**Task statement**.
From the first line to the last, set down the material exactly, leaving out its pictures.

**Provided information**.
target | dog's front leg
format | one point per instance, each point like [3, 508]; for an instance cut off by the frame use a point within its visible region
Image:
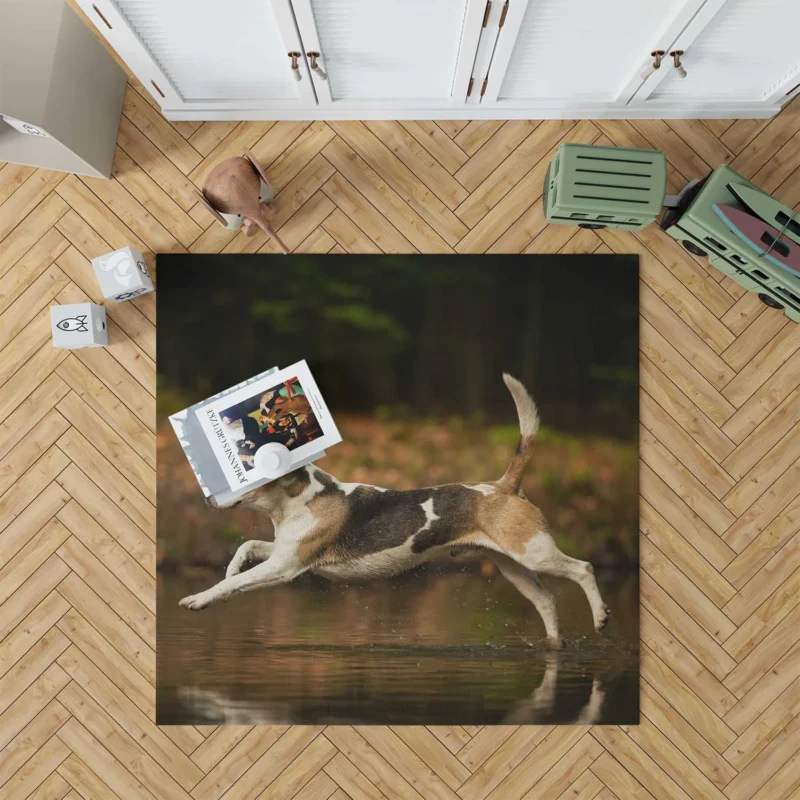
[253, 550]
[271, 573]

**Answer below**.
target | dog's front leg
format | one point per instance, each point like [3, 508]; for an instance cut off by the frame use a point within its visible region
Image:
[253, 550]
[271, 573]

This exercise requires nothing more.